* Given exercise:
Rewrite the records from the start up to and including the line containing "column 200, row 85", changing each "marker" to "pin" and keeping everything else the same. Omit the pictures from your output.

──────── Material shown ────────

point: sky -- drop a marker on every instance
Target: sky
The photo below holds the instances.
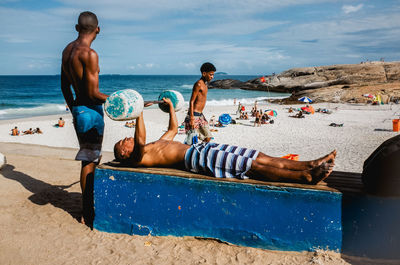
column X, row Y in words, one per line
column 246, row 37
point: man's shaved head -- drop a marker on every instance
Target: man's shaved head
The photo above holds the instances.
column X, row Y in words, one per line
column 87, row 22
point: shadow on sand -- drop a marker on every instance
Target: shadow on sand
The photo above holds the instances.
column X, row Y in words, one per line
column 44, row 193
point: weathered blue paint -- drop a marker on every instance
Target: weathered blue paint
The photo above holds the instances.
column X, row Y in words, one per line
column 244, row 214
column 371, row 226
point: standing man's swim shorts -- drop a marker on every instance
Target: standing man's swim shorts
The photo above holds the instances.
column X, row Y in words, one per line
column 89, row 127
column 220, row 160
column 200, row 125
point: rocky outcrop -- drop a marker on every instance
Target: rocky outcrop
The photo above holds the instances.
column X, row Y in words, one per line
column 327, row 83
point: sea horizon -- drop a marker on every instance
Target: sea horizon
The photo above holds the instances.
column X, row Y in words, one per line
column 23, row 96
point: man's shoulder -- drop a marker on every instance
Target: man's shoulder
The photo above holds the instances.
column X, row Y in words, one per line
column 200, row 85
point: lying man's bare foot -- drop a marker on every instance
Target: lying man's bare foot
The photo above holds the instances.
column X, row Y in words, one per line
column 328, row 158
column 321, row 172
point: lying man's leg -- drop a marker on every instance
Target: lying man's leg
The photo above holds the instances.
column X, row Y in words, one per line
column 318, row 170
column 284, row 163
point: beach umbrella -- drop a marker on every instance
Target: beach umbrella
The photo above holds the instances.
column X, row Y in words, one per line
column 271, row 112
column 368, row 95
column 305, row 99
column 225, row 119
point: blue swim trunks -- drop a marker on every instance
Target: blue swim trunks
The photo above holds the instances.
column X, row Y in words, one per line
column 89, row 127
column 220, row 160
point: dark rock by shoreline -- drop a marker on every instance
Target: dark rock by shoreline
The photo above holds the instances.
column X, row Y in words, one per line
column 334, row 83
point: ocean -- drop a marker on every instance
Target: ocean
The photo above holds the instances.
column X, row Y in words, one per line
column 28, row 96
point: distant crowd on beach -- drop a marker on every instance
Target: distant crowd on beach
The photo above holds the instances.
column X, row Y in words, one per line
column 260, row 117
column 16, row 132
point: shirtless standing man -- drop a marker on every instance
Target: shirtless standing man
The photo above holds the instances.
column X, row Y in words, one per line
column 80, row 69
column 195, row 118
column 218, row 160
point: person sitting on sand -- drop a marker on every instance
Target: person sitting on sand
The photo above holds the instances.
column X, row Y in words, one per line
column 61, row 122
column 210, row 158
column 264, row 119
column 37, row 130
column 130, row 124
column 257, row 121
column 15, row 131
column 298, row 115
column 28, row 131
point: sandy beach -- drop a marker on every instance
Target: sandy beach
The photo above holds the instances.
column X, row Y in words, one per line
column 40, row 193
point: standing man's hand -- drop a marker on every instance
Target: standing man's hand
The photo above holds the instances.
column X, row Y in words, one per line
column 191, row 123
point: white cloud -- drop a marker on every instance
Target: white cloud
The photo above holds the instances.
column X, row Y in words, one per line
column 347, row 9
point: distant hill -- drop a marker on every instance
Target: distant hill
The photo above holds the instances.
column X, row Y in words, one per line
column 333, row 83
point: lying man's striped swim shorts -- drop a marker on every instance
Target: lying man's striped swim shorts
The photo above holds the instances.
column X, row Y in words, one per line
column 220, row 160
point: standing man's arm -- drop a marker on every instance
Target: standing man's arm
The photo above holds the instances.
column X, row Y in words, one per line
column 173, row 122
column 66, row 89
column 91, row 78
column 140, row 139
column 195, row 93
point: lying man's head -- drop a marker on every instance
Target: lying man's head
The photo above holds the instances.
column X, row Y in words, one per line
column 123, row 149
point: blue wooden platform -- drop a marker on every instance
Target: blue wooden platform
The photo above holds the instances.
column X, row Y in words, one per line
column 278, row 216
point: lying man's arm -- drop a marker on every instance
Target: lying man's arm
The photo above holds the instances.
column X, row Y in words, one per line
column 140, row 139
column 173, row 122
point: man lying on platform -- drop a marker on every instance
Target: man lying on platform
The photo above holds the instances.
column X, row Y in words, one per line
column 218, row 160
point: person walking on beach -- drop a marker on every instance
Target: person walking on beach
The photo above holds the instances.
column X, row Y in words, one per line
column 195, row 118
column 218, row 160
column 80, row 69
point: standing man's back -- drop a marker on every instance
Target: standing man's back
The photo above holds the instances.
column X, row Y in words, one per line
column 80, row 69
column 195, row 118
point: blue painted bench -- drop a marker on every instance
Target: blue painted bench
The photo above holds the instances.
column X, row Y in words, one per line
column 338, row 216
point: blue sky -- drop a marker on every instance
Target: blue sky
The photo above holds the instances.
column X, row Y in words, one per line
column 176, row 36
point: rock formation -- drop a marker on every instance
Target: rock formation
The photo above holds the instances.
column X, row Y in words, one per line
column 334, row 83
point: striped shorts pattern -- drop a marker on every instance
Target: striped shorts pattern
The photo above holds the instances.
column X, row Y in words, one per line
column 220, row 160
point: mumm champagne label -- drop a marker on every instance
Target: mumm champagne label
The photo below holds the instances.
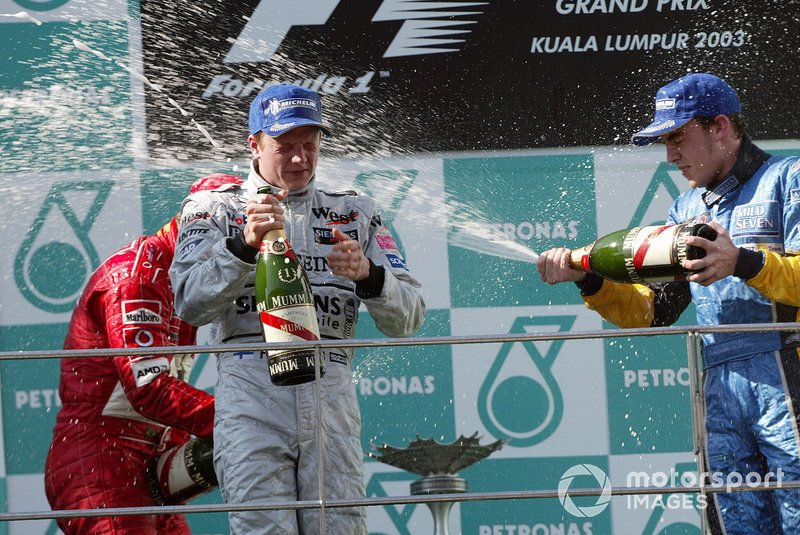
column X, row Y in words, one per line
column 655, row 253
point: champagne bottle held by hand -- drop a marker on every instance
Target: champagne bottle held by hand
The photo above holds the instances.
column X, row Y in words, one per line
column 286, row 308
column 648, row 254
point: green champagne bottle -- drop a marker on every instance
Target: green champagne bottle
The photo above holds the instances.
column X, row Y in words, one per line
column 286, row 308
column 643, row 254
column 183, row 472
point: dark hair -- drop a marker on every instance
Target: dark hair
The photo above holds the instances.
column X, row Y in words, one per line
column 737, row 120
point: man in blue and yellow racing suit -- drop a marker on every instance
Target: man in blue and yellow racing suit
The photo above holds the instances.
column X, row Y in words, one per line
column 750, row 274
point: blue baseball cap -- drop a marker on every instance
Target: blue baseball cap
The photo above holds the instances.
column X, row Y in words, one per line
column 284, row 107
column 680, row 101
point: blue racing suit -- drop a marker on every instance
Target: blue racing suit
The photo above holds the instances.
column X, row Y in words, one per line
column 751, row 379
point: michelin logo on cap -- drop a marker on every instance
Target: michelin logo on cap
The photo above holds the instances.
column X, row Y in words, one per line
column 665, row 104
column 658, row 126
column 276, row 106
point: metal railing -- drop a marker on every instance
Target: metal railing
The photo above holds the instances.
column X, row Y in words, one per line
column 692, row 334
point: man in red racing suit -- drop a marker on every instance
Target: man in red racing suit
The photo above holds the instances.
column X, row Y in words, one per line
column 119, row 413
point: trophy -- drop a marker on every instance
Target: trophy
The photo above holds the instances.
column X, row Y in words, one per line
column 438, row 465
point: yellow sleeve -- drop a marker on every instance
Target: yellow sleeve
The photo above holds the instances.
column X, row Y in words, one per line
column 779, row 279
column 624, row 305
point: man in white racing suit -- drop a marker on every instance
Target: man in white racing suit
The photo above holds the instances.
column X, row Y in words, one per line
column 266, row 436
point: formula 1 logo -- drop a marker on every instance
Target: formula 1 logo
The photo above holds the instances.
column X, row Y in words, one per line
column 41, row 5
column 429, row 27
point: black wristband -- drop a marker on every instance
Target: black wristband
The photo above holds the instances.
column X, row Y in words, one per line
column 372, row 286
column 590, row 285
column 748, row 264
column 241, row 250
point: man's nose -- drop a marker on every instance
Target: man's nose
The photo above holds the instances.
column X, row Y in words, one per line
column 673, row 154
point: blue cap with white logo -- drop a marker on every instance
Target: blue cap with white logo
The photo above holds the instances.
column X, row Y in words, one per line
column 680, row 101
column 284, row 107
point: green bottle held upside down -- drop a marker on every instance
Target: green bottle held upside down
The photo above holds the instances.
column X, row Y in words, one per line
column 643, row 254
column 286, row 308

────────

* Complete answer:
point: sky -- drop a pin on every instance
Target: sky
The photo below holds the instances.
column X, row Y in words, one per line
column 246, row 37
point: man's shaved head -- drop a pin on every instance
Target: man's shaved head
The photo above holds the instances.
column X, row Y in words, one per line
column 87, row 22
point: shadow on sand -- drop a pin on every instance
Target: shadow on sand
The photo above holds the instances.
column X, row Y in words, one per line
column 44, row 193
point: weathered blue paint -- drop a pin on every instance
Target: weathered blue paint
The photo above holds the instances.
column X, row Y in words, one per line
column 244, row 214
column 371, row 226
point: standing man's swim shorts -- drop a pin on every instance
Target: standing man's swim shorts
The photo above holds the instances.
column X, row Y in words, one per line
column 89, row 127
column 220, row 160
column 200, row 125
point: rocky outcrop -- drop a pin on every instance
Target: rocky outcrop
The photo above holds the instances.
column X, row Y in words, one per line
column 327, row 83
point: sea horizon -- drop a pin on every instance
Target: sea horizon
The photo above holds the instances.
column X, row Y in words, one per line
column 23, row 96
point: man's shoulder -- drop a pin on every instance
Target: man's shoulder
The photo above holds the instances.
column X, row Y in words, one per line
column 200, row 85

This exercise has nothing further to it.